Print, exactly as written, the line containing "Phrase: white plastic jug" and every line after it, ending with the final line of the data below.
########
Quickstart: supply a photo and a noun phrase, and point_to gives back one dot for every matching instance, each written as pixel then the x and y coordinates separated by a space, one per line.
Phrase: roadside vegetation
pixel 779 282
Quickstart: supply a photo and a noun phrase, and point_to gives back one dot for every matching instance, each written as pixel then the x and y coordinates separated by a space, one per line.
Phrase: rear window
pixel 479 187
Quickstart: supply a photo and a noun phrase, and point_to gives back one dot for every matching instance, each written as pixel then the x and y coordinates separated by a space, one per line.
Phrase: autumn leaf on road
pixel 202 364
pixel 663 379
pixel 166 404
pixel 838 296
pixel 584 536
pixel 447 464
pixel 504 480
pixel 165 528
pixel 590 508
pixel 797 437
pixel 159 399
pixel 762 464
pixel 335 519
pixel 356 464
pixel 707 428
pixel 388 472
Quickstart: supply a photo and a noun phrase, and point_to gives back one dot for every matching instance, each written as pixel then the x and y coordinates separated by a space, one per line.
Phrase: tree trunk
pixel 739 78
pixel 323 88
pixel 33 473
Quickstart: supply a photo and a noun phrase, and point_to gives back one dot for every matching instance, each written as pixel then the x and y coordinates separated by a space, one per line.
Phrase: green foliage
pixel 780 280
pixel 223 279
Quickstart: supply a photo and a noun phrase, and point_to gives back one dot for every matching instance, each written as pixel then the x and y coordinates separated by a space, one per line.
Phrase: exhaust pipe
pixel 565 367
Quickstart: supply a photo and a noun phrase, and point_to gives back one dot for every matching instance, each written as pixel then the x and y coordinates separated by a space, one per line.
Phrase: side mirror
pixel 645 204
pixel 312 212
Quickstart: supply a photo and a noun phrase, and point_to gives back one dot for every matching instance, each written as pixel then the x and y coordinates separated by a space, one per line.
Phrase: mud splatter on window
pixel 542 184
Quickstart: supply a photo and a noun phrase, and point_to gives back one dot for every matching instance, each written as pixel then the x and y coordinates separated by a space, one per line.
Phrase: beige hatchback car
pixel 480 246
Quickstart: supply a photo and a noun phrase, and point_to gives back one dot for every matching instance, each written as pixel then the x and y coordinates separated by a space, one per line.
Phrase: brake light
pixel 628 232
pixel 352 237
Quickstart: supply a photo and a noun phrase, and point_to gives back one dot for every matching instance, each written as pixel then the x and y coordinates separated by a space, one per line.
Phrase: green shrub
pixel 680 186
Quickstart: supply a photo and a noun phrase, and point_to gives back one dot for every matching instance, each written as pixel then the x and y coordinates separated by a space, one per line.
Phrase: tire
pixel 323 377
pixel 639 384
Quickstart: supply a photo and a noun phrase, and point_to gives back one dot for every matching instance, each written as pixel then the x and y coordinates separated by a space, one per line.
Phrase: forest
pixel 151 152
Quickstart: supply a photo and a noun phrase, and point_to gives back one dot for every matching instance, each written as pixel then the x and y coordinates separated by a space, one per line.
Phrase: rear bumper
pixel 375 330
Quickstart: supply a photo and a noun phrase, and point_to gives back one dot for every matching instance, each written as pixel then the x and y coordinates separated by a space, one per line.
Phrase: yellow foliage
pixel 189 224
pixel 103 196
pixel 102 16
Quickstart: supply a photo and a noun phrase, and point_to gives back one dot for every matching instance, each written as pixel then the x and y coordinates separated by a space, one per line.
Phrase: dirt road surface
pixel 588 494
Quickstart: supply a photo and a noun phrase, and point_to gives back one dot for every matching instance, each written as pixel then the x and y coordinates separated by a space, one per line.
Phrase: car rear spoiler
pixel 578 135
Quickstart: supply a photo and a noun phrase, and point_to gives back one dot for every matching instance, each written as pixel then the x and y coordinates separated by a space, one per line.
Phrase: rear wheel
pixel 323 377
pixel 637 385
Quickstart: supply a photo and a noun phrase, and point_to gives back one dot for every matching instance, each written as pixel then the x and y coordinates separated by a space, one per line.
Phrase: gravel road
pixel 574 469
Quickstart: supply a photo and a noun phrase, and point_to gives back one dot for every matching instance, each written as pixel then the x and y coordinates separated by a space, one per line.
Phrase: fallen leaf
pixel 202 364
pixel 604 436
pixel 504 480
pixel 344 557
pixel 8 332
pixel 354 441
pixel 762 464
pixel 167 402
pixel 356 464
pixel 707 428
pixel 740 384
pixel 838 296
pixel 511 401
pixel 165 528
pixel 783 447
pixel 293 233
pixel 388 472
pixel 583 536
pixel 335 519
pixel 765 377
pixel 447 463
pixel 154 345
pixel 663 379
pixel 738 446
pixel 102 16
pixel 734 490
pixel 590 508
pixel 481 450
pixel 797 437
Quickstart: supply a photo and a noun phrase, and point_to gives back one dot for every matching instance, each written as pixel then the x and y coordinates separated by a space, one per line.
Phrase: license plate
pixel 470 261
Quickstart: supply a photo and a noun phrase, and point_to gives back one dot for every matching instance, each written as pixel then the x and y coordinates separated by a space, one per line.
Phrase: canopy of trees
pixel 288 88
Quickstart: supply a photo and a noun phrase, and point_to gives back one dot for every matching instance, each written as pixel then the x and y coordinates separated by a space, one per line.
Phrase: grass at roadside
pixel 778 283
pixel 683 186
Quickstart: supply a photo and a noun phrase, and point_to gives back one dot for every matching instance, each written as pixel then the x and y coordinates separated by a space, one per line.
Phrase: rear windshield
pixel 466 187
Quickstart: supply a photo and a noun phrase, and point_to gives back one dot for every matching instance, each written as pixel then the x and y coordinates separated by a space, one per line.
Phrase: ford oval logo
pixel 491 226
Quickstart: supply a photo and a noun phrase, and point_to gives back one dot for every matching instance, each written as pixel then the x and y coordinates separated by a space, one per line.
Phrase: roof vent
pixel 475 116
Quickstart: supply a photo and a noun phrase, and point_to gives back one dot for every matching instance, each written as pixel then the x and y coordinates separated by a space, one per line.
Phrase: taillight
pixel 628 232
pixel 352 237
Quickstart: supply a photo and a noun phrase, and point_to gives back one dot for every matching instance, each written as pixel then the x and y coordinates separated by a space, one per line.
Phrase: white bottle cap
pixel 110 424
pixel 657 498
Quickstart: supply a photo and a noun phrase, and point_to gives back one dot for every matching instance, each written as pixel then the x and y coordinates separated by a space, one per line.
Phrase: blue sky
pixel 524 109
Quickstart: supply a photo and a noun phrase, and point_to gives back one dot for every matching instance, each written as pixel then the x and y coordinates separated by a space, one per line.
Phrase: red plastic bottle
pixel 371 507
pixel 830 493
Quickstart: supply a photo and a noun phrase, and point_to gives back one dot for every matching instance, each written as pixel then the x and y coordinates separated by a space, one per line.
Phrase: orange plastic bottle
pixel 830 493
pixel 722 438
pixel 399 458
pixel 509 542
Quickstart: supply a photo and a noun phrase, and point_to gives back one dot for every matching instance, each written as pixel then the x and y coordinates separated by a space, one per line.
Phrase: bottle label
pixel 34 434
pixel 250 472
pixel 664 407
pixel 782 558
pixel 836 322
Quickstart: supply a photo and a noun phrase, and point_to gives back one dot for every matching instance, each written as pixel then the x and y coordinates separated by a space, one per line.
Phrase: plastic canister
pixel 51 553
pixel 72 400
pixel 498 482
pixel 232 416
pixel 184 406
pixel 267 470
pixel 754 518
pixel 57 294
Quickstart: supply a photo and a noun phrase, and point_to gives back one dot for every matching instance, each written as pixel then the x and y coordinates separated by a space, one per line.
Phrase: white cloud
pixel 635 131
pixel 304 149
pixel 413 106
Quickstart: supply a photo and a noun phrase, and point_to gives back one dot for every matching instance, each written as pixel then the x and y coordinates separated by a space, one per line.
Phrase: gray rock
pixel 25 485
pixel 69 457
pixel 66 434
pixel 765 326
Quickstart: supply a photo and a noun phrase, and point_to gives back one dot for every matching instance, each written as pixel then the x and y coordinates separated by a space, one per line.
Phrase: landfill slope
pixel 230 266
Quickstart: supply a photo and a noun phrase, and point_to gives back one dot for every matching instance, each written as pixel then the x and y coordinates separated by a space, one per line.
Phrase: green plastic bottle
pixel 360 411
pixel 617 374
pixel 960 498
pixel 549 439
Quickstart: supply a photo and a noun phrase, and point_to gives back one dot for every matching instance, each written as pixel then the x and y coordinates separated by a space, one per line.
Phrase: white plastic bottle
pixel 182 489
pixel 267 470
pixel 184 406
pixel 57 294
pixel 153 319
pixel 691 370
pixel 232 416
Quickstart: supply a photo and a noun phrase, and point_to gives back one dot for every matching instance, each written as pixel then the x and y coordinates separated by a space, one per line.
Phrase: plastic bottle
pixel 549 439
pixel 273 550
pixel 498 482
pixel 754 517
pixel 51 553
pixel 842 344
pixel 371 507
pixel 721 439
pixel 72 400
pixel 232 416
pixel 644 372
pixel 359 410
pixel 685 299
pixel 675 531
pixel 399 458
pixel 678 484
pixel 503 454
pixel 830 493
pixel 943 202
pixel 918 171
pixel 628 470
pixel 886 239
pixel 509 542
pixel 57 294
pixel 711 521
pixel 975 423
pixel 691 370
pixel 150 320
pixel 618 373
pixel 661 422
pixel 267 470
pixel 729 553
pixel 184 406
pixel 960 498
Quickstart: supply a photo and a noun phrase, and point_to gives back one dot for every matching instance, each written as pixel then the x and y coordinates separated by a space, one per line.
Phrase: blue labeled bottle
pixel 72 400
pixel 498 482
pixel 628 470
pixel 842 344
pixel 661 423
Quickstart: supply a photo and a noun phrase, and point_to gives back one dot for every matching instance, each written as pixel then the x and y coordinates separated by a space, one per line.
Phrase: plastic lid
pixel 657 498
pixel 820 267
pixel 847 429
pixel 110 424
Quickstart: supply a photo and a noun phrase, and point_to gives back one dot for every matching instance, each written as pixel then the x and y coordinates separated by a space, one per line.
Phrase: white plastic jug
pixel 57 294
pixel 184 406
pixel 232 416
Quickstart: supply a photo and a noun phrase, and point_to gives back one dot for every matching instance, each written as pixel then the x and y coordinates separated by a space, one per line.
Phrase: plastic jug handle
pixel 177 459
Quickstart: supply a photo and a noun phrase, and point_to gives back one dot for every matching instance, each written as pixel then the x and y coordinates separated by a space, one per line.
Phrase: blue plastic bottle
########
### Result:
Phrase: white plastic jug
pixel 57 294
pixel 184 406
pixel 232 416
Quickstart: supply a photo and a noun phrase, and point_to gives back one dot for every matching instance, each written as pixel then the x and y coordinates separated by a space, one per line.
Phrase: plastic jug handle
pixel 177 459
Quickstart: supply a photo and a noun phrase, and point_to gives back one dot for every matching instance, each written as pixel then the x and y coordinates separated by a space, one per line.
Phrase: blue plastic bottle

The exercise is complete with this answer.